● DATA IN THIS EXERCISE:
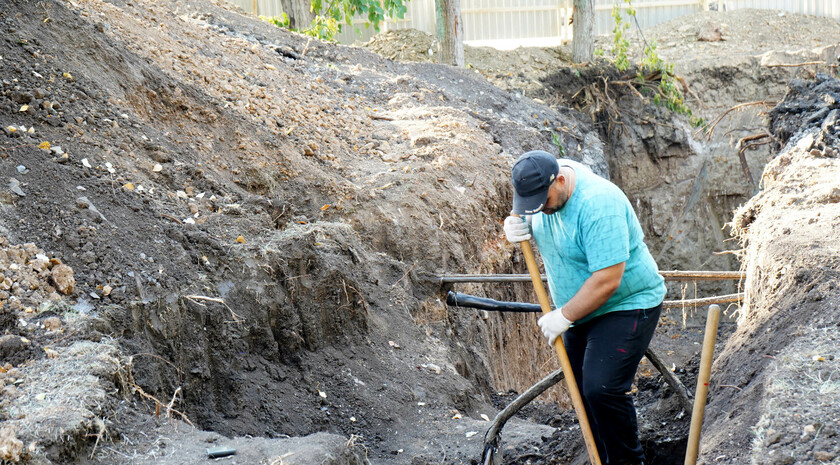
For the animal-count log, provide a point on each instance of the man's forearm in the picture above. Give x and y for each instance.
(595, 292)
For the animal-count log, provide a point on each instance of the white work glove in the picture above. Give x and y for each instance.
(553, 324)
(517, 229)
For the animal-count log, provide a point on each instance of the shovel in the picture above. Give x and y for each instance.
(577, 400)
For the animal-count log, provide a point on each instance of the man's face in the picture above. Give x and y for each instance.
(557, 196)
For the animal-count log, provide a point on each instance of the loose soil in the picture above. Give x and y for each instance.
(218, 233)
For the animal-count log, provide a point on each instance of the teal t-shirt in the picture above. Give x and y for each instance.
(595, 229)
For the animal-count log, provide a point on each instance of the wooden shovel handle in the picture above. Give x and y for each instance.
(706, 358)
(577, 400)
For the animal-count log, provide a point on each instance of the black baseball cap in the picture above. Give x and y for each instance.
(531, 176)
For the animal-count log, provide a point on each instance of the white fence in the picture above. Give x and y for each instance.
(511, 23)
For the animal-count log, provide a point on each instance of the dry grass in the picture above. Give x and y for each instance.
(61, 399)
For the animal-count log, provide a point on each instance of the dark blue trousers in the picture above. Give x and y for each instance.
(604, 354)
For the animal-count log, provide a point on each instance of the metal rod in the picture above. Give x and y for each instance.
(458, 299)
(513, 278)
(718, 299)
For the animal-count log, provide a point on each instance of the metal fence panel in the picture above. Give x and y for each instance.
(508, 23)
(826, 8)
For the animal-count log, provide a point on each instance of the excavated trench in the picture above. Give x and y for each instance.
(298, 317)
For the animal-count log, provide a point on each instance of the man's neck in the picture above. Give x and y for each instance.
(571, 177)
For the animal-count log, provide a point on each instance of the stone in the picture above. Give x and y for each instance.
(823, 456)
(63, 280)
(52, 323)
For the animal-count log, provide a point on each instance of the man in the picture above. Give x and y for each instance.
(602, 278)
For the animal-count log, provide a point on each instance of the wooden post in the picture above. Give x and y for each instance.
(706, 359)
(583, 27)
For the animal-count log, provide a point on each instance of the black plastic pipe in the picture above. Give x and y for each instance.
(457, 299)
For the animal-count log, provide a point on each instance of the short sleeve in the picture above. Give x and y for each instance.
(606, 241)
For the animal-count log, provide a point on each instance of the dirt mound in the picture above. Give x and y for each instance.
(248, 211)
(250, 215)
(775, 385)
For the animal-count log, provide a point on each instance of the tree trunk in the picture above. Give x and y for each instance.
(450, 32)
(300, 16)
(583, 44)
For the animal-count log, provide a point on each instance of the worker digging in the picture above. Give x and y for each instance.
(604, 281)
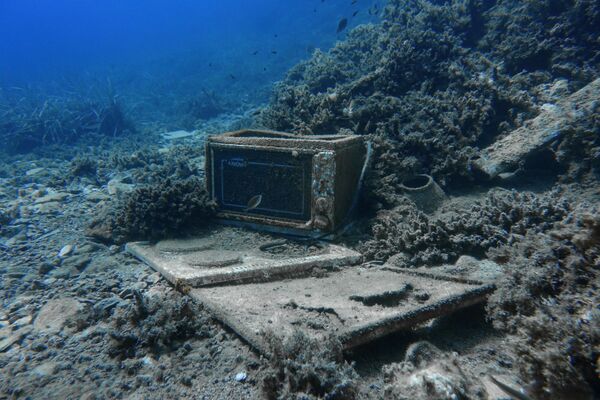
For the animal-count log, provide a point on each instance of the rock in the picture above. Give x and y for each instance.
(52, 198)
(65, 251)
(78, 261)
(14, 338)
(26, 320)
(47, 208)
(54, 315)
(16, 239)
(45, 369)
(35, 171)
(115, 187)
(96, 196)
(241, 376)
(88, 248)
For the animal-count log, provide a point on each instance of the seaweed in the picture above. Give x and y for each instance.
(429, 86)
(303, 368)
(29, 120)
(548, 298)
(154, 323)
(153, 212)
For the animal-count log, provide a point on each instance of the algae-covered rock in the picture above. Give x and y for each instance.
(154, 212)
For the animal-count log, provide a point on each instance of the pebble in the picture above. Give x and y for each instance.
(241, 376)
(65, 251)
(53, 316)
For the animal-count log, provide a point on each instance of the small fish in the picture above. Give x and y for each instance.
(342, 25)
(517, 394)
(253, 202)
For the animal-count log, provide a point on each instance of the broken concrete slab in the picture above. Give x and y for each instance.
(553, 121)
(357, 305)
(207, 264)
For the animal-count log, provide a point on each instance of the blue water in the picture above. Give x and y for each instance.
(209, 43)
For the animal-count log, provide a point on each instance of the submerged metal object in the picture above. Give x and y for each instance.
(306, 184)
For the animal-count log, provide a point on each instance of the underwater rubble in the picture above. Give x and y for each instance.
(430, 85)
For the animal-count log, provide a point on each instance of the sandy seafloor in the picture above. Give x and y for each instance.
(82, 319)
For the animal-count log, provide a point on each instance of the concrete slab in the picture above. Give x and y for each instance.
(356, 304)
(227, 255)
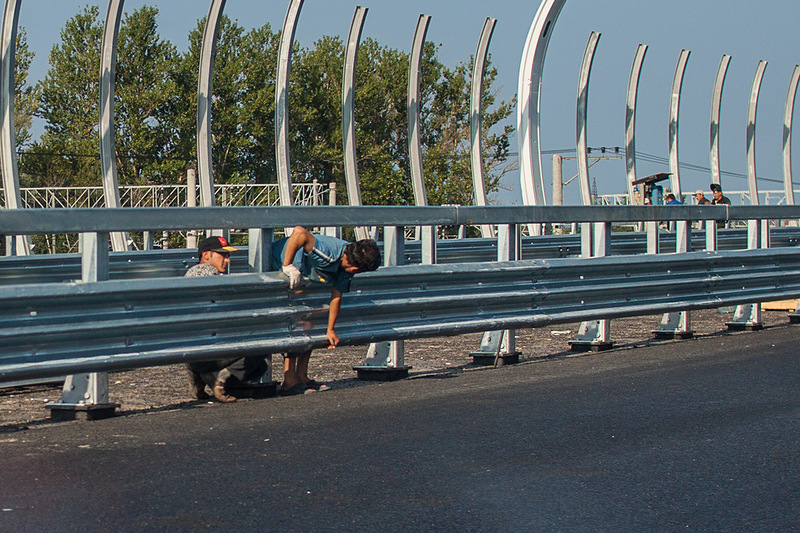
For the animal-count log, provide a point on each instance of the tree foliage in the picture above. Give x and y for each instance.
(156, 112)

--

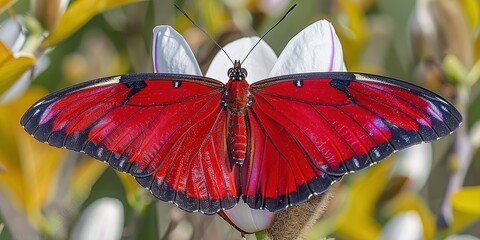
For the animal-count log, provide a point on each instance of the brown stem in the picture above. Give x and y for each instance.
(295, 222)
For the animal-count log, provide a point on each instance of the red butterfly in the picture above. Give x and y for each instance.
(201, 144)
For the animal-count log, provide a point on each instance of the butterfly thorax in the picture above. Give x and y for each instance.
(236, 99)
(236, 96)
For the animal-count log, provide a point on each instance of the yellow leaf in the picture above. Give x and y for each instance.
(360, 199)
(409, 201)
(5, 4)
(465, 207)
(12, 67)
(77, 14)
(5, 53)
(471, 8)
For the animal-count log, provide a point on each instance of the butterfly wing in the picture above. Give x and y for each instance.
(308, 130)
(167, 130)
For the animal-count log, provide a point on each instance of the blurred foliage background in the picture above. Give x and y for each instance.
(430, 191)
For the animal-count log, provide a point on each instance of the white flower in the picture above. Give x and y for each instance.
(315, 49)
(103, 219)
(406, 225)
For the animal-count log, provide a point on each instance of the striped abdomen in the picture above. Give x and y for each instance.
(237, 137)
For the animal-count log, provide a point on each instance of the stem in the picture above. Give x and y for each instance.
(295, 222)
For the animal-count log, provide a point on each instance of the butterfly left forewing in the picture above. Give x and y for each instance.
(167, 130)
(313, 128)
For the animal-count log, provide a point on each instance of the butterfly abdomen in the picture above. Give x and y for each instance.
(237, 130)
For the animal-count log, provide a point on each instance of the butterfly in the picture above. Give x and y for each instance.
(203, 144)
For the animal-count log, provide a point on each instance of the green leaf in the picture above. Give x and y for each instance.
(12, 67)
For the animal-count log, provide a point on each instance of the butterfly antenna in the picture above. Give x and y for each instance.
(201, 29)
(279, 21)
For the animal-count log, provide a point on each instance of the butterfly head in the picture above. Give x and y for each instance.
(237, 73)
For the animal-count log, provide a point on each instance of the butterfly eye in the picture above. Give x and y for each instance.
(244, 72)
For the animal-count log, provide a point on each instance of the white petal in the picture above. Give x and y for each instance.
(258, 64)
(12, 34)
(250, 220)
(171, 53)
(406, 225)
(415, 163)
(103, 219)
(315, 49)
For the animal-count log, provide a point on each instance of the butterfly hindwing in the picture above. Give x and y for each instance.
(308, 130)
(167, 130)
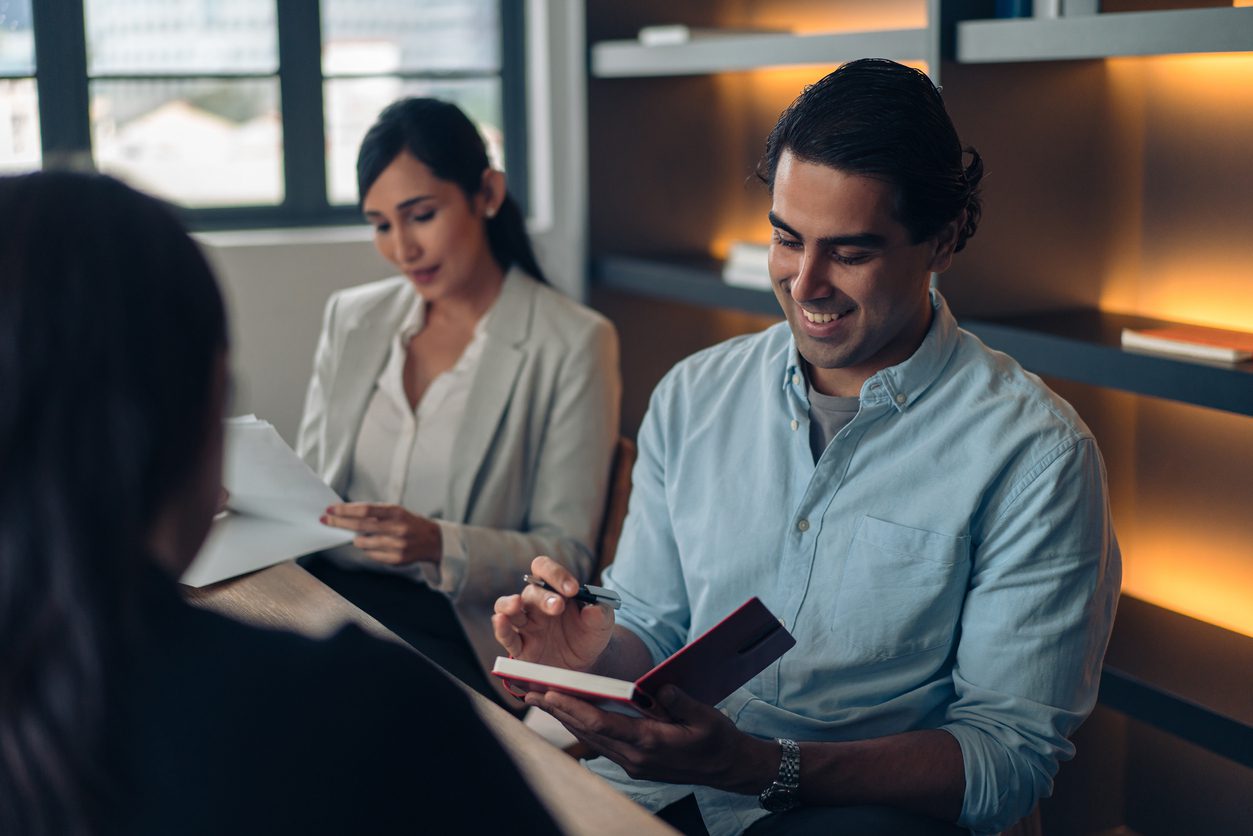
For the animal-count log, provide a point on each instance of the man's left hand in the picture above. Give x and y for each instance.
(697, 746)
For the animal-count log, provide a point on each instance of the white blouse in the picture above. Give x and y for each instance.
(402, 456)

* * *

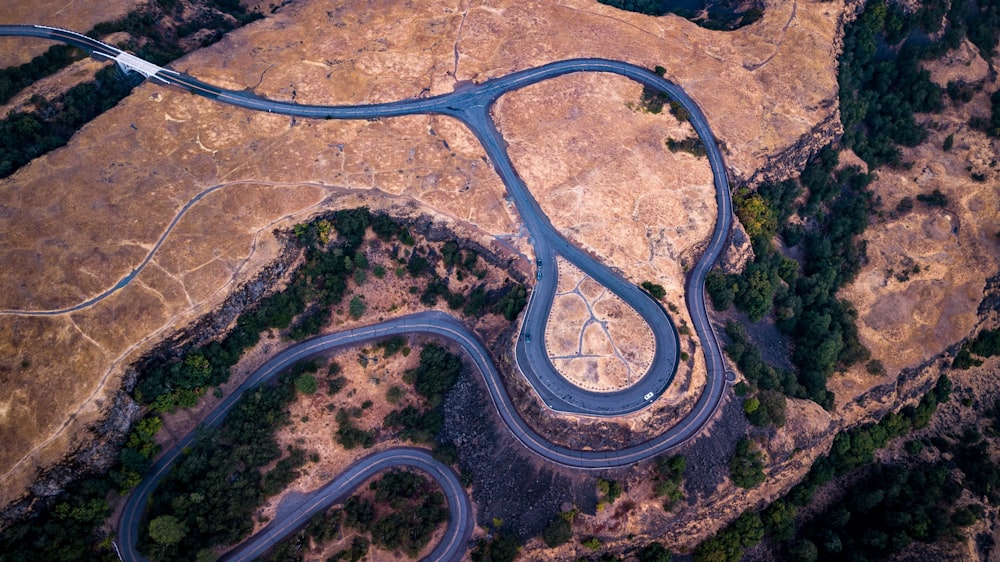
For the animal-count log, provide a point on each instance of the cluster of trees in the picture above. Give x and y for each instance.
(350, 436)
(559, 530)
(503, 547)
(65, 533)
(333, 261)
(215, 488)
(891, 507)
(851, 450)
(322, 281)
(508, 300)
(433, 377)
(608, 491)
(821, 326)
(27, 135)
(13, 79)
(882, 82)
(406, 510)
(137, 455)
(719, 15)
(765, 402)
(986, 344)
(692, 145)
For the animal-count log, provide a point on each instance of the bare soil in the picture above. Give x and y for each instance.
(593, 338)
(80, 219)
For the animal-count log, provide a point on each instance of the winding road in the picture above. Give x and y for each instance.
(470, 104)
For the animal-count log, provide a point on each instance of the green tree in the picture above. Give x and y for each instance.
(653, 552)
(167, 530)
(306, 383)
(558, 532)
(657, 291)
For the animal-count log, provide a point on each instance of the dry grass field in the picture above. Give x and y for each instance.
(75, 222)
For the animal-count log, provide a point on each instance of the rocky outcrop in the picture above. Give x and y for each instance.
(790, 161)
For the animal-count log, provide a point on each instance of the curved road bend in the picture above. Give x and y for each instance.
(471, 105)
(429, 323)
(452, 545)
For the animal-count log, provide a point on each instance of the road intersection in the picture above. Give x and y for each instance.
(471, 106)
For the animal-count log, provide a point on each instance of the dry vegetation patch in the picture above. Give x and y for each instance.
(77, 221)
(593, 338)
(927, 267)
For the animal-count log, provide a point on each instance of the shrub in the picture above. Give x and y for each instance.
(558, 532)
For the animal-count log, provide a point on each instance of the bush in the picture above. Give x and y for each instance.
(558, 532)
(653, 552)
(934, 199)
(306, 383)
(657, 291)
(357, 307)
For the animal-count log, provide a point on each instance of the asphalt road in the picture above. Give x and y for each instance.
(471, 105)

● WRITTEN INSTRUCTION: How many of the lines above contain the word "left", with case counting? Reply with the number alone.

● SOLUTION TO THIS PROBLEM: 2